[[ INPUT RECORDS open ]]

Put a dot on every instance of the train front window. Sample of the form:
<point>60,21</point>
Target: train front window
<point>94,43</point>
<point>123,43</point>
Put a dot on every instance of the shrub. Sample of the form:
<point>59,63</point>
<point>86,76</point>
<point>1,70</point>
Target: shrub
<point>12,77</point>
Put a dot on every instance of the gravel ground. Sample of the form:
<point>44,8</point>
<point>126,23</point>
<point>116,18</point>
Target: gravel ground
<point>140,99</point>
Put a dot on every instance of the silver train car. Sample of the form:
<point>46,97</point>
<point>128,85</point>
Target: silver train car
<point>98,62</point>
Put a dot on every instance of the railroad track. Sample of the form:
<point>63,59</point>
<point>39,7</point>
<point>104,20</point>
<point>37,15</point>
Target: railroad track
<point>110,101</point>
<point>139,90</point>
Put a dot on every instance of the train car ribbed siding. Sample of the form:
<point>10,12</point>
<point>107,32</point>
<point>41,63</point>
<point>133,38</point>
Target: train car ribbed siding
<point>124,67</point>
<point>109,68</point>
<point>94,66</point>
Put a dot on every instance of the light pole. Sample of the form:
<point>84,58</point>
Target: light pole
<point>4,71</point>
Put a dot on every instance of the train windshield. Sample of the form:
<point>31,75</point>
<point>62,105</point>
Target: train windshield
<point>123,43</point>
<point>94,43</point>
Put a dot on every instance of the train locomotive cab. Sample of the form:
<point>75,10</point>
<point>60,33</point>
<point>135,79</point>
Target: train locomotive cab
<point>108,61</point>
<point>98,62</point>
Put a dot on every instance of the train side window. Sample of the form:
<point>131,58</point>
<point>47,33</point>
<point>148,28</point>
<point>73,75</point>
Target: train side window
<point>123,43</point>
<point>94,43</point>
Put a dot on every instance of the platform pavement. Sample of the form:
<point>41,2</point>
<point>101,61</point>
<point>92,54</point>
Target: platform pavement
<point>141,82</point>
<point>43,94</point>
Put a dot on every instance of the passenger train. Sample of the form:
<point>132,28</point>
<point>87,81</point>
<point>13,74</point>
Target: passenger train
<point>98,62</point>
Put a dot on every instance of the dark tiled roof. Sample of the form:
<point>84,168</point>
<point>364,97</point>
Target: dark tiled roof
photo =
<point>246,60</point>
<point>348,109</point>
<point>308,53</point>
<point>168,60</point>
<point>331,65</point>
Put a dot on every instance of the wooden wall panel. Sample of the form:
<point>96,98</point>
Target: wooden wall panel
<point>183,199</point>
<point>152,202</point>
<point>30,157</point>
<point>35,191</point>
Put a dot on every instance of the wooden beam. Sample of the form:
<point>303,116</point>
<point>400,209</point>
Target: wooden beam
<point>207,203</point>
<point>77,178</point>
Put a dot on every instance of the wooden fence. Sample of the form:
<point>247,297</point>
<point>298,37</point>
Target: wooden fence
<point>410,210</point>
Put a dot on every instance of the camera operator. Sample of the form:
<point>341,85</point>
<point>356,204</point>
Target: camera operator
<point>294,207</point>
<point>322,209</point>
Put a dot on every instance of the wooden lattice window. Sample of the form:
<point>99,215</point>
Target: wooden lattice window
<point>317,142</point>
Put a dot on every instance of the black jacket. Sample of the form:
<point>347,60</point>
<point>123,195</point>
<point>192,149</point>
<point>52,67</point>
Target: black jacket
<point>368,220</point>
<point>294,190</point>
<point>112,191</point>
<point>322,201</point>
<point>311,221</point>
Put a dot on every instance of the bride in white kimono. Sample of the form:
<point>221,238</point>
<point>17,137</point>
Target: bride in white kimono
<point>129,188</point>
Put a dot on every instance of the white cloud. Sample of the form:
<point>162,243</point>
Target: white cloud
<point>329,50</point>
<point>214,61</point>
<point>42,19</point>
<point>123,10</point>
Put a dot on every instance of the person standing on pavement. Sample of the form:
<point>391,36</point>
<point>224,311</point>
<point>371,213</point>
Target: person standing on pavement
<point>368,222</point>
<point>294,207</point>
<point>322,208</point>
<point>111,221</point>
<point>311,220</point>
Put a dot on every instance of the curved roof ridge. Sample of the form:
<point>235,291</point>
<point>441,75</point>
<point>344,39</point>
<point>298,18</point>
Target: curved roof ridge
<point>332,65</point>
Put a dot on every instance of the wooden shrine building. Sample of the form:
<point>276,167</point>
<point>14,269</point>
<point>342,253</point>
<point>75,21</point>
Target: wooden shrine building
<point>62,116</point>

[[ INPUT RECORDS closed ]]

**TASK STATEMENT**
Reproduce only the lines above, starting at the line with "<point>107,32</point>" and ending at the line with "Put a dot on every instance of the train windshield.", exactly as written.

**ANSWER SPACE**
<point>107,32</point>
<point>41,63</point>
<point>133,38</point>
Target: train car ribbed siding
<point>124,67</point>
<point>109,68</point>
<point>94,66</point>
Put a dot on every instance of the light pole. Sample of the form:
<point>84,58</point>
Target: light pole
<point>4,71</point>
Put a dot on every instance of the train windshield. Sample of the form:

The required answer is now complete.